§ Problem to work on: Which lines of the listing below contain the word "church"? Copy each of them.

** Extracted entries follows **

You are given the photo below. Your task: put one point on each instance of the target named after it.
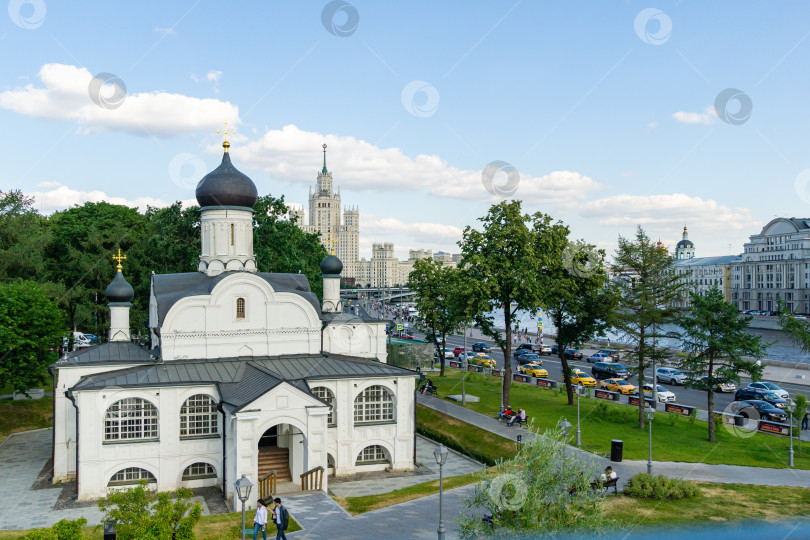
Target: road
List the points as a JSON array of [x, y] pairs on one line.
[[684, 396]]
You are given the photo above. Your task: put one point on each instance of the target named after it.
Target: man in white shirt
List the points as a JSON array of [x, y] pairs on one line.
[[260, 521]]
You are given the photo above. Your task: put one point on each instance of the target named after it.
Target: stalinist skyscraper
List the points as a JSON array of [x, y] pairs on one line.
[[325, 219]]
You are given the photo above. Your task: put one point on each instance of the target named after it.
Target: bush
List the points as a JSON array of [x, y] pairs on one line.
[[63, 530], [659, 487]]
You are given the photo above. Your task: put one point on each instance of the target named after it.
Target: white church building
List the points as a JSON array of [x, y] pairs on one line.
[[248, 374]]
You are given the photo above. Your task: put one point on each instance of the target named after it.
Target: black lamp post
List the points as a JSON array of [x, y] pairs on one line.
[[440, 454], [243, 486]]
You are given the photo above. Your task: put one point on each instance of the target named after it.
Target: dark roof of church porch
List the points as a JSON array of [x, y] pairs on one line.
[[244, 379]]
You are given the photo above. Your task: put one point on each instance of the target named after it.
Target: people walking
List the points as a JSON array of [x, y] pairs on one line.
[[260, 521], [281, 518]]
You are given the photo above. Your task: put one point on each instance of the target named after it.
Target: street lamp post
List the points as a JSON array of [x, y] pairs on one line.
[[440, 455], [243, 486], [564, 426], [580, 390], [650, 413], [791, 406]]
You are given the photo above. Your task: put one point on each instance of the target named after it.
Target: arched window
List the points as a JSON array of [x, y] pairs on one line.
[[325, 394], [131, 418], [198, 416], [131, 475], [372, 454], [199, 470], [374, 404]]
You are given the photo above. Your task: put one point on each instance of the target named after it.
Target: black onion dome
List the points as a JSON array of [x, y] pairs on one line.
[[331, 265], [226, 186], [119, 290]]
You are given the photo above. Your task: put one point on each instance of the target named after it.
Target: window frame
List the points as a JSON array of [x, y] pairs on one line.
[[199, 417], [134, 417]]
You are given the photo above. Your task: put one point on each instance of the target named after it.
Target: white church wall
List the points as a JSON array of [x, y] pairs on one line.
[[166, 458], [207, 326]]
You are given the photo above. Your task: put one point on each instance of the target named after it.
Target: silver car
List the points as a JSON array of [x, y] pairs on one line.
[[670, 376]]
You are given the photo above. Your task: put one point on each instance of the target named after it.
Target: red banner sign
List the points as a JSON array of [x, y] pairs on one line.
[[683, 410]]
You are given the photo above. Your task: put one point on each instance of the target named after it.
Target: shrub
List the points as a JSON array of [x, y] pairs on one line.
[[659, 487], [63, 530]]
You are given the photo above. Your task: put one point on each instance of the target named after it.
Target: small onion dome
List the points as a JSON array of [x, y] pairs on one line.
[[226, 186], [685, 244], [331, 265], [119, 290]]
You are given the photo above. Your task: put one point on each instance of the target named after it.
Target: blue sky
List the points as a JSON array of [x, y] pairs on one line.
[[610, 122]]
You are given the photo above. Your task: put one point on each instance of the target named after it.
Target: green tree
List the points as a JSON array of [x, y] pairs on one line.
[[281, 246], [23, 237], [31, 326], [82, 242], [437, 299], [501, 268], [716, 338], [141, 514], [646, 286], [577, 300], [543, 491], [62, 530]]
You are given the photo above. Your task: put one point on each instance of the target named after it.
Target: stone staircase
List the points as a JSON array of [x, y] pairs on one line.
[[275, 458]]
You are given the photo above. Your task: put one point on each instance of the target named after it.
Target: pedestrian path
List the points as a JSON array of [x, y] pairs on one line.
[[724, 474]]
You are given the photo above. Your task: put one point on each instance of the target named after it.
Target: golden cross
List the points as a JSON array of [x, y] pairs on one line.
[[225, 132], [119, 258]]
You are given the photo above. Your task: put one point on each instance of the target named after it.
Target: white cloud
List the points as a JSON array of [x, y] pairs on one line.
[[64, 197], [706, 118], [65, 96], [669, 211], [293, 155]]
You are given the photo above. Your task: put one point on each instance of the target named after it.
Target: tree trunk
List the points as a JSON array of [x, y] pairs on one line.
[[641, 352], [507, 355], [711, 401]]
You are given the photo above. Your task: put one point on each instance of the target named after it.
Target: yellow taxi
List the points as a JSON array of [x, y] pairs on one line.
[[482, 359], [618, 385], [534, 369], [579, 377]]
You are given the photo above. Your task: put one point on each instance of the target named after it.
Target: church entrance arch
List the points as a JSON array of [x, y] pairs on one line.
[[282, 448]]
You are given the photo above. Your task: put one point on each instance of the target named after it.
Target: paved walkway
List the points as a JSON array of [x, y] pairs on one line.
[[456, 464], [725, 474]]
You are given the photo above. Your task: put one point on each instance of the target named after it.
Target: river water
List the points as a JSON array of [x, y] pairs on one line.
[[781, 347]]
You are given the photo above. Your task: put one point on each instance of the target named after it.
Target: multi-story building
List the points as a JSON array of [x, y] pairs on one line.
[[339, 235], [775, 266]]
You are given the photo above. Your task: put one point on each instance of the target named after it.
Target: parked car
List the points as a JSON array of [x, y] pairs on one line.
[[573, 354], [613, 353], [534, 370], [529, 358], [720, 385], [662, 393], [762, 395], [613, 370], [481, 347], [770, 387], [756, 408], [619, 385], [482, 359], [580, 378], [671, 375], [598, 357]]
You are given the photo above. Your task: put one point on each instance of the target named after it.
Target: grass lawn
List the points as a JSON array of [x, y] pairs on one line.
[[23, 415], [216, 527], [720, 503], [674, 438]]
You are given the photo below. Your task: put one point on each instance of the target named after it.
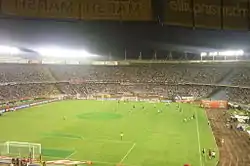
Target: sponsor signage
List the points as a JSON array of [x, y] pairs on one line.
[[127, 10], [215, 14]]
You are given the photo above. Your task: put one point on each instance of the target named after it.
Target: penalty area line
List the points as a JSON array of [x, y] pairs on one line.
[[128, 152], [198, 137]]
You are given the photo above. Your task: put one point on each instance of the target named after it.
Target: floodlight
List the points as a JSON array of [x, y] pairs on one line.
[[9, 50], [213, 53], [61, 52], [203, 54], [232, 53]]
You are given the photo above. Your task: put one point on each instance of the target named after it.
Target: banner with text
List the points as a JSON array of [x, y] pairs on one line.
[[215, 14], [127, 10]]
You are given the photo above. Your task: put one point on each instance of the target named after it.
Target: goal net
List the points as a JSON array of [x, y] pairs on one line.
[[21, 149]]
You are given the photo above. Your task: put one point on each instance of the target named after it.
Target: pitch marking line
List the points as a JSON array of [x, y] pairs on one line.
[[198, 138], [213, 137], [128, 152], [71, 154]]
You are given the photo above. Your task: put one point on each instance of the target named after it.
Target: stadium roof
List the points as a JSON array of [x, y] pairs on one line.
[[115, 37]]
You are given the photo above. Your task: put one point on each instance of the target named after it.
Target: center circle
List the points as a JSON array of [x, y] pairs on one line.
[[99, 116]]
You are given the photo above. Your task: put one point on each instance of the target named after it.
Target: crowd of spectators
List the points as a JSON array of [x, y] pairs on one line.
[[19, 80]]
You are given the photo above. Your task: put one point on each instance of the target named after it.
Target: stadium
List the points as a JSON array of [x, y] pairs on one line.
[[83, 85]]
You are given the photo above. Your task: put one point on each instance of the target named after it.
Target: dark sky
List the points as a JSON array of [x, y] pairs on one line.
[[114, 37]]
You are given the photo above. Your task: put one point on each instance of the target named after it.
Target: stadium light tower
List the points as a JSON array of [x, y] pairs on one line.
[[9, 50], [225, 54], [57, 52]]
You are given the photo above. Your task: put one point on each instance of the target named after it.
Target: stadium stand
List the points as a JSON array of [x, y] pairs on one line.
[[29, 80]]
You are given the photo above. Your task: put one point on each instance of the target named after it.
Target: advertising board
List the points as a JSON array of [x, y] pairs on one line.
[[215, 14], [126, 10], [56, 9], [220, 104]]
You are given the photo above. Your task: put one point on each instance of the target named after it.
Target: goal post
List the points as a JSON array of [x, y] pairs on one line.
[[21, 149]]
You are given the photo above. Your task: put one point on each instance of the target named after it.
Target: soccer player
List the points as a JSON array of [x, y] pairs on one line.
[[203, 151], [121, 135]]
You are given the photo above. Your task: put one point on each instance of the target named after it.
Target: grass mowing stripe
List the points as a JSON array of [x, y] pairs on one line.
[[126, 155], [71, 154], [198, 138]]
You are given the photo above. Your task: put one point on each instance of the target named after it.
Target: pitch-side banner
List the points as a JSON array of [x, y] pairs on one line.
[[216, 14], [127, 10]]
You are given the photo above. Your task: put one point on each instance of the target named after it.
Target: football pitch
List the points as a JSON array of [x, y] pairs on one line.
[[90, 130]]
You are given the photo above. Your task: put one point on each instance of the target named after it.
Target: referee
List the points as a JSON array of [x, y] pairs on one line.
[[121, 135]]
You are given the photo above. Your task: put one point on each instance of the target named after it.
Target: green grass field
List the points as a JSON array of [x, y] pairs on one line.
[[92, 130]]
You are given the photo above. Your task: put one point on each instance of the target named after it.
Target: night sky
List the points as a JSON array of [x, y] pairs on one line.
[[114, 37]]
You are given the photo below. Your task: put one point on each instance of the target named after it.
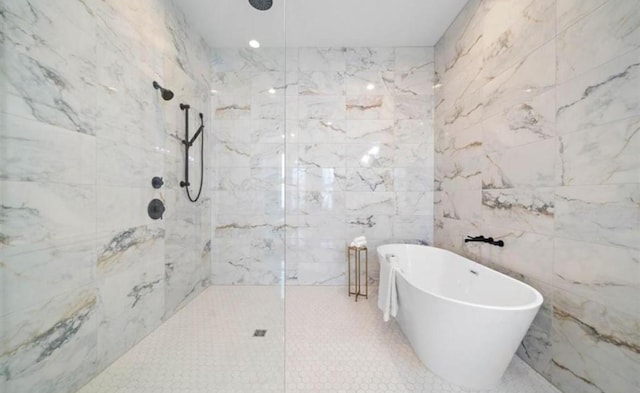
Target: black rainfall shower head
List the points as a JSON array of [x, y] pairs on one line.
[[261, 5], [166, 93]]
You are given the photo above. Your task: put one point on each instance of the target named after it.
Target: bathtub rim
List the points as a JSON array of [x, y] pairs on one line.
[[536, 303]]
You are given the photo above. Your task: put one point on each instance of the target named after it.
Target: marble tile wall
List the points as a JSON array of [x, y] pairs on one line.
[[314, 146], [84, 272], [537, 114]]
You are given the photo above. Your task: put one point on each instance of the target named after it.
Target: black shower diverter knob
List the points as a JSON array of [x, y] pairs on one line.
[[155, 209]]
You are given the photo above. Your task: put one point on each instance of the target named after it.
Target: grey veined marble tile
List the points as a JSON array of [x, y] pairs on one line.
[[44, 83], [607, 215], [606, 154], [604, 34], [595, 348], [603, 95], [51, 347]]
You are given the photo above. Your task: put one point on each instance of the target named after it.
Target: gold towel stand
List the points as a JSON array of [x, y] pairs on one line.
[[357, 285]]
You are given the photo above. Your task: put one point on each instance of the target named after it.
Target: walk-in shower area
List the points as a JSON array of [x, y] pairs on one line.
[[319, 196]]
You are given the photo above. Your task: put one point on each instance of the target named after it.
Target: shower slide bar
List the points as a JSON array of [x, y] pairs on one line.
[[187, 145]]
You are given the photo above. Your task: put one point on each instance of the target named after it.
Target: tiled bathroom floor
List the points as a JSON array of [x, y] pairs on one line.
[[332, 345]]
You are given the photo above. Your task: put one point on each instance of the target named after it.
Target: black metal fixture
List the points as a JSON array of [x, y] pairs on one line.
[[157, 182], [261, 5], [165, 93], [483, 239], [187, 144], [155, 209]]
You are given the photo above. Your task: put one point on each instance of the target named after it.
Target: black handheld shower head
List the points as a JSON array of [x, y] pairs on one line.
[[166, 93]]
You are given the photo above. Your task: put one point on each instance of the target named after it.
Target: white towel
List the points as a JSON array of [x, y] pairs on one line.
[[359, 242], [387, 290]]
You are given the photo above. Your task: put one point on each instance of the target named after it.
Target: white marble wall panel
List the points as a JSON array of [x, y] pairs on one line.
[[357, 140], [606, 154], [535, 136], [621, 22], [85, 132]]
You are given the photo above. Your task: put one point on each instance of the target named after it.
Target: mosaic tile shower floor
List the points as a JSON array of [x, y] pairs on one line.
[[332, 345]]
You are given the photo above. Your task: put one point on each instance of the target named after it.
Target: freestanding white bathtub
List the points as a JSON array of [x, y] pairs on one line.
[[463, 320]]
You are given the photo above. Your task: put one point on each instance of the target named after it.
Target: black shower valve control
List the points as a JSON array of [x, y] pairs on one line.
[[155, 209], [157, 182]]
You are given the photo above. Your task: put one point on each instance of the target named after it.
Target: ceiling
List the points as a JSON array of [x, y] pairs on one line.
[[322, 23]]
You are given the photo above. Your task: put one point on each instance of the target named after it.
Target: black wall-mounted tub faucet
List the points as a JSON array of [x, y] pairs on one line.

** End of Extracted entries **

§ Exercise output:
Target: white church building
Target: dark roof of church porch
Target: white church wall
Target: church entrance arch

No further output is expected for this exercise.